┌─ Verilen Veriler

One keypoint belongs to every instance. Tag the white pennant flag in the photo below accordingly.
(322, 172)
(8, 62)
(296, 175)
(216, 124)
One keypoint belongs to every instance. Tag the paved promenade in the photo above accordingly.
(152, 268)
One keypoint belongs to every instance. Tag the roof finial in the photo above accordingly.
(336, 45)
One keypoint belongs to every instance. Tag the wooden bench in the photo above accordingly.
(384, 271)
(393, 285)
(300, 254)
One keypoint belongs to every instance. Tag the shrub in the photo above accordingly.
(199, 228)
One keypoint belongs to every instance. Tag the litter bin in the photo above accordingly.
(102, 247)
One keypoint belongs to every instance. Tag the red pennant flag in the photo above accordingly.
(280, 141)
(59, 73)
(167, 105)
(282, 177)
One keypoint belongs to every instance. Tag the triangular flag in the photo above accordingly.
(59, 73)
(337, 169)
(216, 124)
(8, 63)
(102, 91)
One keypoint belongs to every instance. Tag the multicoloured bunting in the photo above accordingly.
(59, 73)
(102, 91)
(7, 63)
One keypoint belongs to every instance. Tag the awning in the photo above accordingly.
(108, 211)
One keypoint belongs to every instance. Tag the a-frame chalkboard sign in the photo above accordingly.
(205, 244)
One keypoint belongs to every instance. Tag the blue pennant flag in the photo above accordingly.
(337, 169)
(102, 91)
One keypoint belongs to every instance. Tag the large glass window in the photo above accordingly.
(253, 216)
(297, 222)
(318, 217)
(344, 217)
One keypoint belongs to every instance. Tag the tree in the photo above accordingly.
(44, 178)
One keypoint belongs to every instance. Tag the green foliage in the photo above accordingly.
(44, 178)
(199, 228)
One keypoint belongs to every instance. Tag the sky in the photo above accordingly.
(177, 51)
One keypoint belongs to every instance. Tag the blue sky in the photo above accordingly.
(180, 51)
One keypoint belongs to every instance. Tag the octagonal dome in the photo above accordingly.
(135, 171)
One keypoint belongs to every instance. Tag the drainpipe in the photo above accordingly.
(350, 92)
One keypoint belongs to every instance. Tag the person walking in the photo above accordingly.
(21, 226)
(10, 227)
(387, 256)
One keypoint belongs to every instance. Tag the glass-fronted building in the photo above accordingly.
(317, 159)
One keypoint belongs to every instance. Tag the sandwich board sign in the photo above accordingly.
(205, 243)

└─

→ **Görev**:
"One keypoint belongs to every instance. Tag the glass-fronted" ifadesini içeren satırdan son satıra kadar olan satırları, her iki uç ve istekler dahil, yeniden yazın. Yanıtlardaki koordinatların her sayısına -133 ekleyerek bunları kaydırın.

→ **Sonuç**:
One keypoint belongs to every instance. Tag the glass-fronted building in the photo above accordingly.
(184, 26)
One keypoint belongs to every instance. Tag the sandwich board sign in the photo above accordingly.
(72, 110)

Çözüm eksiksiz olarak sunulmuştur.